#### What you will do
a: Reproduce word for word everything in the koboldcpp issue thread below, from "Latest version, 1.29." down to "the whole program.".
b: Answer these questions using the koboldcpp issue thread below:
(i) Which version of the program was the reporter running?
(ii) What error dialog pops up in the UI when the failure occurs?
(iii) What default context size does the reply mention?
c: From the reproduction steps in the koboldcpp issue thread below, list every item that the steps explicitly call a button.
──────── Selected excerpt
LostRuins / koboldcpp

Run GGUF models easily with a KoboldAI UI. One File. Zero Install.
https://github.com/lostruins/koboldcpp
GNU Affero General Public License v3.0
5.14k stars 353 forks source link

--contextsize 512 causing crashes? #229

Closed cgessai closed 1 year ago

cgessai commented 1 year ago

Latest version, 1.29. Including "--contextsize 512" to the command line prompt frequently leads to crashes during longer (Instruct, at least) outputs.

To reproduce:

  1. In app, click New Game button and Accept button
  2. Click Scenarios, New Instruct, and Confirm button
  3. Click Settings button, change "Amount to Gen" to 512 and click OK button
  4. Enter a prompt such as "Write 40 long paragraphs about the history of England." and hit Submit

RESULT: While it doesn't happen 100% of the time, KoboldCPP will frequently error out after successful prompt ingestion and after some substantial portion of generated tokens. In the UI, a 'failed to fetch' error dialog box will pop up. In the CMD window, the same exception message will be produced with the exception of those items in red boxes, which will sometimes read different values. The only way to continue it to restart the whole program.

I've reproduced this in both Wizard-Vicuna-7B-Uncensored Q4_0 and Wizard-Vicuna-13B-Uncensored Q5_1

Testing URL was always: http://10.0.0.155:5001/?streaming=1# CMD argument for launch (7B and 13B were similar) was: koboldcpp1.29.exe --stream --smartcontext --host 10.0.0.155 --threads 6 --useclblast 0 0 --launch --model "G:\GPT2-MODELS\TheBloke.Wizard-Vicuna-7B-Uncensored-GGML\Wizard-Vicuna-7B-Uncensored.ggmlv3.q4_0.bin" --unbantokens --blasbatchsize -1 --gpulayers 24 --contextsize 512

The only change to cmd line args during testing was --contextsize 512. When it was not present the error was not observed.

LostRuins commented 1 year ago

Why do you want to reduce your context size to only 512? Contextsize affects the amount of memory allocated. Lowering it from the default of 2048 is not recommended.
────────────────
──────── Data listing
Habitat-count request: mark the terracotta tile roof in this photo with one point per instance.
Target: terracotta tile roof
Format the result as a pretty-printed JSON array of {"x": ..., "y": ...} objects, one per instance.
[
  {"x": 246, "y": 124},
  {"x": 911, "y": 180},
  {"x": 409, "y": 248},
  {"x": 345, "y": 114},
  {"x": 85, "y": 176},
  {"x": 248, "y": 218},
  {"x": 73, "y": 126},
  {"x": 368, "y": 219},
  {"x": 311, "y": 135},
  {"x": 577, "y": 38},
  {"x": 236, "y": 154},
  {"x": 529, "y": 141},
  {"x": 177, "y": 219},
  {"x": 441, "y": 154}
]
────────────────
#### Results
a:
Latest version, 1.29. Including "--contextsize 512" to the command line prompt frequently leads to crashes during longer (Instruct, at least) outputs.

To reproduce:

  1. In app, click New Game button and Accept button
  2. Click Scenarios, New Instruct, and Confirm button
  3. Click Settings button, change "Amount to Gen" to 512 and click OK button
  4. Enter a prompt such as "Write 40 long paragraphs about the history of England." and hit Submit

RESULT: While it doesn't happen 100% of the time, KoboldCPP will frequently error out after successful prompt ingestion and after some substantial portion of generated tokens. In the UI, a 'failed to fetch' error dialog box will pop up. In the CMD window, the same exception message will be produced with the exception of those items in red boxes, which will sometimes read different values. The only way to continue it to restart the whole program.

b:
(i) Version 1.29.
(ii) A 'failed to fetch' error dialog box.
(iii) 2048.

c: New Game, Accept, Confirm, Settings, OK